## begin Record extracts

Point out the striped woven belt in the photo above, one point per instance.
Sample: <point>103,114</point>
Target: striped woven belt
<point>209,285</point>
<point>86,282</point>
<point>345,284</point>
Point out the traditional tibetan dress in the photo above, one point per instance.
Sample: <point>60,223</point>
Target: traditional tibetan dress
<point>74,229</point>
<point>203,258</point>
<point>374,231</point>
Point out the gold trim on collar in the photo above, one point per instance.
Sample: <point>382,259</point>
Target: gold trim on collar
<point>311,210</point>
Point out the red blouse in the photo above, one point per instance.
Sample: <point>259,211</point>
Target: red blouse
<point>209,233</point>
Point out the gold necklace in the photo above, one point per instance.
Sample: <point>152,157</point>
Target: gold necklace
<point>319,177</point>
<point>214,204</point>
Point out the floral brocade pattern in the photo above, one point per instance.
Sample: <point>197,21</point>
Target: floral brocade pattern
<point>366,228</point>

## end Record extracts

Requirement:
Rewrite the records above with every "Sample" changed to "Example", leaving everything else as it is.

Output of the task:
Point out the striped woven belt in the photo above, one point per instance.
Example: <point>103,114</point>
Target: striped woven belt
<point>209,285</point>
<point>86,282</point>
<point>345,284</point>
Point out the traditional tibetan dress in the photo above, one point per instance.
Example: <point>60,223</point>
Target: traditional tibetan dress
<point>74,229</point>
<point>203,258</point>
<point>374,231</point>
Point out the gold trim on collar in the photo above, one point per instance.
Example: <point>382,259</point>
Target: gold trim on collar
<point>311,210</point>
Point out the red blouse in the photo above, one point per instance.
Example: <point>259,211</point>
Target: red blouse
<point>209,233</point>
Point out the gold necklace in the photo above, one point per instance.
Example: <point>152,157</point>
Target: gold necklace
<point>319,177</point>
<point>214,204</point>
Point out the floral brocade pattern in the photo above, one point per instance.
Example: <point>197,21</point>
Target: floral brocade pattern
<point>366,228</point>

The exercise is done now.